What you will do: Go through the material below line by line and count those containing "hair". Write the count and nothing more.

Information:

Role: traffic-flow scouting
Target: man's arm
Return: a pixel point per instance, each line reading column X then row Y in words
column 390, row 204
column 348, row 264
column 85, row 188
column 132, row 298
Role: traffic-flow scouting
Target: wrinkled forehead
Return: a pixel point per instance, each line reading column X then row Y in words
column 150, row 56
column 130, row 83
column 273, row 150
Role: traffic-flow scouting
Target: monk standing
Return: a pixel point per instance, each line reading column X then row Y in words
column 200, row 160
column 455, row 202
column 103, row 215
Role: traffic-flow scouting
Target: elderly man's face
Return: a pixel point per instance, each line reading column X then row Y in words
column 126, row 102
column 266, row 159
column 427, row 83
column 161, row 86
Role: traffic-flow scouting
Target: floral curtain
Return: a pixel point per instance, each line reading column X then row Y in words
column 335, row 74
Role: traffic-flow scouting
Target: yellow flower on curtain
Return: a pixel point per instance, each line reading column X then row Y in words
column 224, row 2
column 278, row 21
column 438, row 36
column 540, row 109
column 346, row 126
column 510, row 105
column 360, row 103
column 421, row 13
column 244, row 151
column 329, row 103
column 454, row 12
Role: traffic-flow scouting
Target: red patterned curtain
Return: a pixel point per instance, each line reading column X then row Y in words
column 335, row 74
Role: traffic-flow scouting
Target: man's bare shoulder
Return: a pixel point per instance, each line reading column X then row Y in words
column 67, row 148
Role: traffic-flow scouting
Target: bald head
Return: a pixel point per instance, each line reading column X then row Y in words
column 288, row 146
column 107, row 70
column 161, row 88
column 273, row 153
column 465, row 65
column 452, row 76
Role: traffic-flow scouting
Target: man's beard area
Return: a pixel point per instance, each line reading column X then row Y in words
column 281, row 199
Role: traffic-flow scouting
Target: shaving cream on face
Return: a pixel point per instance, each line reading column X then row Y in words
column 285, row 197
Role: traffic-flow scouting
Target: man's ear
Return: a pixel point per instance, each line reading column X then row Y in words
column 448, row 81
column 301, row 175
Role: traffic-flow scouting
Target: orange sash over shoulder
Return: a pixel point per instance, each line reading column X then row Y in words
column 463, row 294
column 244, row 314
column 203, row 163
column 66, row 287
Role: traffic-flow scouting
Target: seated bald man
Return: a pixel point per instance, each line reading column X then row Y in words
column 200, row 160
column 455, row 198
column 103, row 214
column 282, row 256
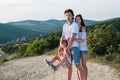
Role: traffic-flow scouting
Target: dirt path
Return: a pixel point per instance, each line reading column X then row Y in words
column 34, row 68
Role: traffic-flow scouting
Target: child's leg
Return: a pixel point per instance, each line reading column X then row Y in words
column 64, row 60
column 54, row 59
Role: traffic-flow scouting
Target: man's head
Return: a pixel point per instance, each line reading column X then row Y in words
column 64, row 43
column 69, row 14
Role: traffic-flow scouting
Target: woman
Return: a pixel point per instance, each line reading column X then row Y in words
column 83, row 44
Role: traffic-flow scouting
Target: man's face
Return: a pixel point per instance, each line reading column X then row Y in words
column 68, row 16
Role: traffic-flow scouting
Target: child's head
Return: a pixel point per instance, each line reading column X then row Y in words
column 69, row 14
column 64, row 43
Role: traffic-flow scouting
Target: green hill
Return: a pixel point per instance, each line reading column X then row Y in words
column 31, row 28
column 114, row 21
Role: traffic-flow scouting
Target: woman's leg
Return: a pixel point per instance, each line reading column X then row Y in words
column 64, row 60
column 55, row 58
column 79, row 72
column 84, row 65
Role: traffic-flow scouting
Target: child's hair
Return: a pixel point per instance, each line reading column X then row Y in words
column 69, row 10
column 64, row 41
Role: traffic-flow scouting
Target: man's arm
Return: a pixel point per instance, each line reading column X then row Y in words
column 70, row 42
column 62, row 37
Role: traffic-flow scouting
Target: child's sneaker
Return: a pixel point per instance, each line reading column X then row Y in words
column 48, row 62
column 53, row 67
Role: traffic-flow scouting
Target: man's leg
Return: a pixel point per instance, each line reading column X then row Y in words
column 70, row 72
column 84, row 65
column 79, row 72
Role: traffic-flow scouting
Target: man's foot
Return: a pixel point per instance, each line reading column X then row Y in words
column 48, row 62
column 53, row 67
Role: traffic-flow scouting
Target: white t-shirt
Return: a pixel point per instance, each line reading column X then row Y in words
column 68, row 30
column 83, row 45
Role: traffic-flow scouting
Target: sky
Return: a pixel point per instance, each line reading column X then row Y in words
column 18, row 10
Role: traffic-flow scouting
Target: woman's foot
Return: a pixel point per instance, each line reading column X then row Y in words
column 48, row 62
column 53, row 67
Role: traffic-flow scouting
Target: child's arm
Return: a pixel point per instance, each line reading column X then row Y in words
column 83, row 35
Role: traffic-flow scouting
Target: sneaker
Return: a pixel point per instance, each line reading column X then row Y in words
column 53, row 67
column 48, row 62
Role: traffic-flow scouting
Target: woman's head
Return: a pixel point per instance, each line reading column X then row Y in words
column 79, row 20
column 69, row 14
column 64, row 43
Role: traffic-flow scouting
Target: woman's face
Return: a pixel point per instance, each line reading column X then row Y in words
column 68, row 16
column 78, row 20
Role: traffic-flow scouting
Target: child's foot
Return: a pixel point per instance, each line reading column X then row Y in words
column 48, row 62
column 53, row 67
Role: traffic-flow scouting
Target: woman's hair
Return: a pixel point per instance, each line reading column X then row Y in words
column 82, row 22
column 70, row 11
column 64, row 41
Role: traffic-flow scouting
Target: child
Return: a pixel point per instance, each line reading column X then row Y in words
column 63, row 57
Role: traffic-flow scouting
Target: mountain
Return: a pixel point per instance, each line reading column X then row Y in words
column 31, row 28
column 44, row 26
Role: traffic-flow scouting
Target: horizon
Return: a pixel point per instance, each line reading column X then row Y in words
column 54, row 19
column 15, row 10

Written solution: 2